[TASK TO CARRY OUT] Collect every line of the records below that contains the word "herbal".

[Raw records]
= = = =
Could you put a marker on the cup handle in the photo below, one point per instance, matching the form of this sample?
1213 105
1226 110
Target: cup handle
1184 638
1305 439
= = = =
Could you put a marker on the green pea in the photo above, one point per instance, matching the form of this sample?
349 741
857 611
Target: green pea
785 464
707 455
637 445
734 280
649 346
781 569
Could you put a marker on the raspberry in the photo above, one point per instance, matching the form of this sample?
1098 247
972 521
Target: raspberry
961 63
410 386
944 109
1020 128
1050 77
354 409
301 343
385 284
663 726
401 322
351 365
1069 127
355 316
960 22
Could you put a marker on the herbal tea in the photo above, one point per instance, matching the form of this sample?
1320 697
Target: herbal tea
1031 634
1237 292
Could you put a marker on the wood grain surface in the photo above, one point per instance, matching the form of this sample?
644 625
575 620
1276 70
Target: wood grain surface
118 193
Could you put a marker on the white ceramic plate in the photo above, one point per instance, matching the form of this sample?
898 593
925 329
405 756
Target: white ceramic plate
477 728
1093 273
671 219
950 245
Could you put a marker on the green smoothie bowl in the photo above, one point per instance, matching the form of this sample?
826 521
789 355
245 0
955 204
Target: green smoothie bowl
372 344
= = = =
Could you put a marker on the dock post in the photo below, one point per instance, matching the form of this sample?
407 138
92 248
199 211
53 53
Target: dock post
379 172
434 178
= = = =
[CORRECT RESPONSE]
Could you put a marker on the herbal tea in the photo above, one point per instance, matching the form of this sample?
Target: herbal tea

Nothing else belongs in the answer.